**Working data:**
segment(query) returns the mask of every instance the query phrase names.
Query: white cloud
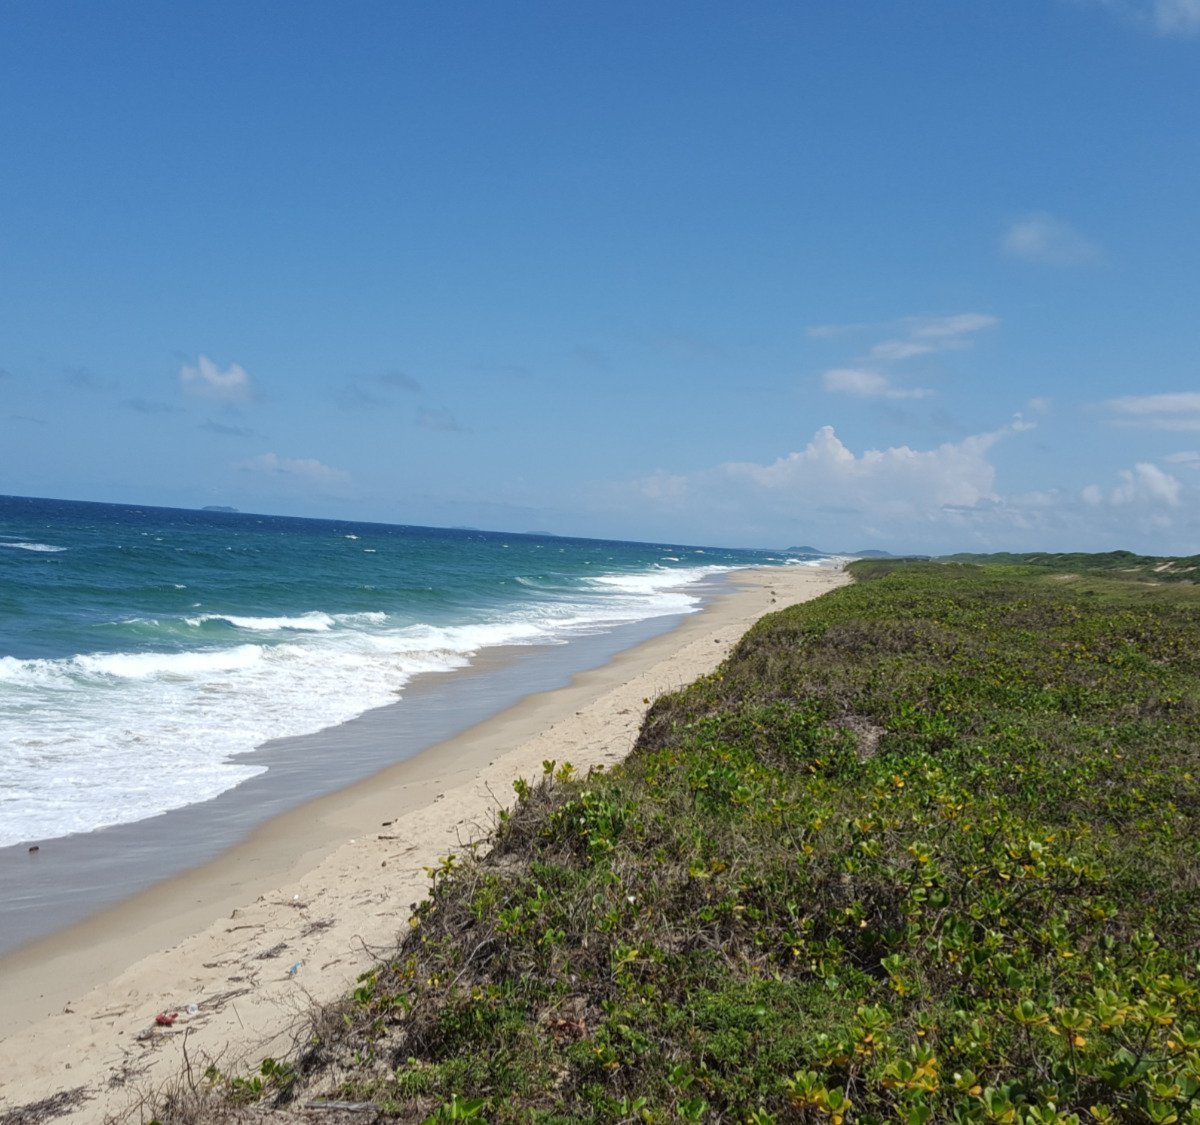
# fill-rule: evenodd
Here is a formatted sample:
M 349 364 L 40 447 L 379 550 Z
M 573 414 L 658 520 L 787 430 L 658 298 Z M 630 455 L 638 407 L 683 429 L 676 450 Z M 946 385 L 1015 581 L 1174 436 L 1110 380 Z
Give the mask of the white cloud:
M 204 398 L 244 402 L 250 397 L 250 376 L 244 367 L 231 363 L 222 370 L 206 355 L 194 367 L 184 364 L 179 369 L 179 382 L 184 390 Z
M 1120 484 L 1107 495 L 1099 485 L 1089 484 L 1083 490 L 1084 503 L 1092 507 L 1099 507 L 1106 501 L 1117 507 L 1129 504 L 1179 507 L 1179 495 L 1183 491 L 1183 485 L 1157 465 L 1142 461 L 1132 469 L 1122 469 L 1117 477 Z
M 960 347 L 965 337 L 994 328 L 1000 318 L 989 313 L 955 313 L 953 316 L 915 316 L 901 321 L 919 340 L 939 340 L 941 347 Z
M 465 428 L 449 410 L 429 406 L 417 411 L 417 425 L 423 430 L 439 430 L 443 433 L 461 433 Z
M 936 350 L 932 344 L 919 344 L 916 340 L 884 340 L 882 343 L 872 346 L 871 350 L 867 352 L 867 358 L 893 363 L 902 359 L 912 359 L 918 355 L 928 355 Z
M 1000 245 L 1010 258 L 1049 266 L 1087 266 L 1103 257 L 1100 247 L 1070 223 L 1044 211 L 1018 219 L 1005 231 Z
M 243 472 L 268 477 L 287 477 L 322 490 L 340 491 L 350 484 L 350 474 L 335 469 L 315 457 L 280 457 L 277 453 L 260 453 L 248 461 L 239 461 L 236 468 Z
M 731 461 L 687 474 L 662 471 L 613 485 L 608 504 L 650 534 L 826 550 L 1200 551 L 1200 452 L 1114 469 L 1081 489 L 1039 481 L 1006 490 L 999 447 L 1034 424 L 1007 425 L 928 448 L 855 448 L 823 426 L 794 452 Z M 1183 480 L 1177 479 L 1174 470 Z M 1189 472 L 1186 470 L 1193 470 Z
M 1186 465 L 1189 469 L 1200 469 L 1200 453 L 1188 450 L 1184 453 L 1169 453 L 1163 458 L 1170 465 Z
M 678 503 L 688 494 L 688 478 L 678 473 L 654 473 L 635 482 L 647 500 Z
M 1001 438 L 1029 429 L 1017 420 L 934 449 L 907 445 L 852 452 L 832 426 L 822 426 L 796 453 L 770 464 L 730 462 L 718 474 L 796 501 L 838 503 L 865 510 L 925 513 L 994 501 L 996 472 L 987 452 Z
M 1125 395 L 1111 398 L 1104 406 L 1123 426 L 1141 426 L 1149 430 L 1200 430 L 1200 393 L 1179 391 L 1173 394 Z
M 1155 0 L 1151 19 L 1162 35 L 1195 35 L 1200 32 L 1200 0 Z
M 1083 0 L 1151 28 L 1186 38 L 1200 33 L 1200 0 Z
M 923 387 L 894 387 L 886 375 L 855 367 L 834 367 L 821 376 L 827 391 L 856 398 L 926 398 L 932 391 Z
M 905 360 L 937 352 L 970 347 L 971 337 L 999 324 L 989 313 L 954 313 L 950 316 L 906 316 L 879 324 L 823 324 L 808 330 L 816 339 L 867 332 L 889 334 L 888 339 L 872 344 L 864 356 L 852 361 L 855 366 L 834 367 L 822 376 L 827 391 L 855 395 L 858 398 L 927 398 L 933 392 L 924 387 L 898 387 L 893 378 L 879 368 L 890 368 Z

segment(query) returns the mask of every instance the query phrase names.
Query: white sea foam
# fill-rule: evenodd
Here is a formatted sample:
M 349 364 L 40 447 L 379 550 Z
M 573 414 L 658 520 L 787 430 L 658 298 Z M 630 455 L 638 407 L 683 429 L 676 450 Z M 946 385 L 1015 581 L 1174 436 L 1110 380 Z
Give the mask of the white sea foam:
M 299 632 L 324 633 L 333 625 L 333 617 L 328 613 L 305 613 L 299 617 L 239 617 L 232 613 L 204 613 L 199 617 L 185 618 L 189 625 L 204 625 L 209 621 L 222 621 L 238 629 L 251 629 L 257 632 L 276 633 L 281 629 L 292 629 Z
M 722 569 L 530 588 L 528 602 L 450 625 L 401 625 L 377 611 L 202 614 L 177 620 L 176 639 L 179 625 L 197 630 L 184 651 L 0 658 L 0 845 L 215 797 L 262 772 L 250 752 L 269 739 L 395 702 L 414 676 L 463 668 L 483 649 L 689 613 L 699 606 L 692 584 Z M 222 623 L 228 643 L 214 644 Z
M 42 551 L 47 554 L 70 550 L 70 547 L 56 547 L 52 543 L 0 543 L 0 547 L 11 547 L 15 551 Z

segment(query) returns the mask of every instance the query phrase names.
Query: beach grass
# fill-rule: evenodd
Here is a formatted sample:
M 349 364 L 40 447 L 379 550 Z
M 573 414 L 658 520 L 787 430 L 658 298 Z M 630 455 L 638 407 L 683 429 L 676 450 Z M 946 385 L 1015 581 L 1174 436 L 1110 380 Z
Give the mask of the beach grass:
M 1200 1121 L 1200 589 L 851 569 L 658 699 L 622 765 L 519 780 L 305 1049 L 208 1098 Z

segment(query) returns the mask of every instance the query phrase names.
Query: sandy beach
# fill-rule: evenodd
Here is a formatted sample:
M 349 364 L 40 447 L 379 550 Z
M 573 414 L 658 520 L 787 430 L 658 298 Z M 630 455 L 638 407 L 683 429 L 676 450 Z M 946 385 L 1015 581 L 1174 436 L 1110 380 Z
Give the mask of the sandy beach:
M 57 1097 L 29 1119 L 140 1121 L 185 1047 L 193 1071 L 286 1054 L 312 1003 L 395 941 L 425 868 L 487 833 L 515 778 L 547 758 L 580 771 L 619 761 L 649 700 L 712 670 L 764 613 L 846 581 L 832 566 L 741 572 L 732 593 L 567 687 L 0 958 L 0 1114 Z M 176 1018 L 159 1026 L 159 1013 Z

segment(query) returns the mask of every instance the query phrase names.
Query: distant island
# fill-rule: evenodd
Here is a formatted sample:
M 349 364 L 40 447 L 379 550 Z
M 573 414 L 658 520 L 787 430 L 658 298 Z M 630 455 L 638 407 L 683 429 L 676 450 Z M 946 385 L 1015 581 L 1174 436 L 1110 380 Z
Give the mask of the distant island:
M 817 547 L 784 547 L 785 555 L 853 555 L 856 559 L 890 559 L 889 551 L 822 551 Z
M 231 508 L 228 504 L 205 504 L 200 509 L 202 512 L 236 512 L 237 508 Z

* * *

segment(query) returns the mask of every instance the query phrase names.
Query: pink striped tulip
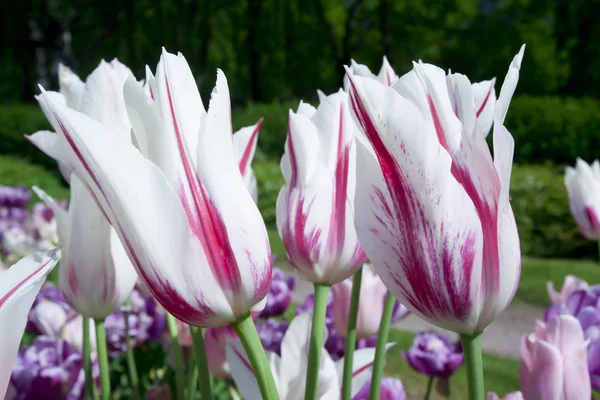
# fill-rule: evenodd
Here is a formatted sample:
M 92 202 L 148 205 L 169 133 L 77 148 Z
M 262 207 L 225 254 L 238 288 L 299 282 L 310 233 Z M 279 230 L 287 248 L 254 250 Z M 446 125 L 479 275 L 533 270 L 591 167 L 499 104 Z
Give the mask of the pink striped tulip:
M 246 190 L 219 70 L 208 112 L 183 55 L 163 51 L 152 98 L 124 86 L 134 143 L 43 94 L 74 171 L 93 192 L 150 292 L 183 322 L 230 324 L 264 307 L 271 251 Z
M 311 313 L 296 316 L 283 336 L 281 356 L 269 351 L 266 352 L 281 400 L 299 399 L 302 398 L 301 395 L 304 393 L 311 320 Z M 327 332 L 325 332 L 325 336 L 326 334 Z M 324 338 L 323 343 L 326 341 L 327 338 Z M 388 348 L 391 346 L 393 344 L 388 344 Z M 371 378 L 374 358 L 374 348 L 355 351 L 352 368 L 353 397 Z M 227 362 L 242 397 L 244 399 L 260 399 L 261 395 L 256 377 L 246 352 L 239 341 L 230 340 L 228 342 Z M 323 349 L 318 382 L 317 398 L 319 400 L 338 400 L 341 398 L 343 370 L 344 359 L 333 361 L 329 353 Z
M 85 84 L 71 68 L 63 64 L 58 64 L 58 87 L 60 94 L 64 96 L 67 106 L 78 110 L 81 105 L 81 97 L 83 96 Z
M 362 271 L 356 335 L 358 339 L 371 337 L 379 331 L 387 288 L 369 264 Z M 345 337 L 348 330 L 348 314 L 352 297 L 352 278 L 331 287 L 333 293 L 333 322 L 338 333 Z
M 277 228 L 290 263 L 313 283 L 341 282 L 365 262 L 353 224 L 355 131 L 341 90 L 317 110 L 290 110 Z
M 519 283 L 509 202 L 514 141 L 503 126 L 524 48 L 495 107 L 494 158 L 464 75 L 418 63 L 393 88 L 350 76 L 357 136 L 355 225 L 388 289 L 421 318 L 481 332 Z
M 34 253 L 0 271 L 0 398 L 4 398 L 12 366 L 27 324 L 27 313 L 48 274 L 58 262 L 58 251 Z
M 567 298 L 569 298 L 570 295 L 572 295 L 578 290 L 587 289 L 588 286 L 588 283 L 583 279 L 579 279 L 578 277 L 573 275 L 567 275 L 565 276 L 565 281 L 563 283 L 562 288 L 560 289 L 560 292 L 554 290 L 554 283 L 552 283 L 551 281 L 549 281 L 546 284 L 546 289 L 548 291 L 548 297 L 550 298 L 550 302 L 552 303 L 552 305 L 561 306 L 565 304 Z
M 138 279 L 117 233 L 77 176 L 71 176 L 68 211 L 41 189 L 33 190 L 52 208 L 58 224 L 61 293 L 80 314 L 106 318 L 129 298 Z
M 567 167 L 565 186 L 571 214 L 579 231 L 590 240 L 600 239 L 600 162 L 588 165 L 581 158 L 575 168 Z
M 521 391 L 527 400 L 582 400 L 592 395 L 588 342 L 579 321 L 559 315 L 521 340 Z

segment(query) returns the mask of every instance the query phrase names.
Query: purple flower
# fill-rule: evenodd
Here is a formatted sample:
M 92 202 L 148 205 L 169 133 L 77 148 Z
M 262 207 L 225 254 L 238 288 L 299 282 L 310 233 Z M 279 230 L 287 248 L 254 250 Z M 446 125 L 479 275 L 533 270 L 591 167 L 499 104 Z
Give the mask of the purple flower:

**About this task:**
The answer must be every line of the records above that holds the word "flower".

**Reply:**
Query: purple flower
Give the mask of the purple flower:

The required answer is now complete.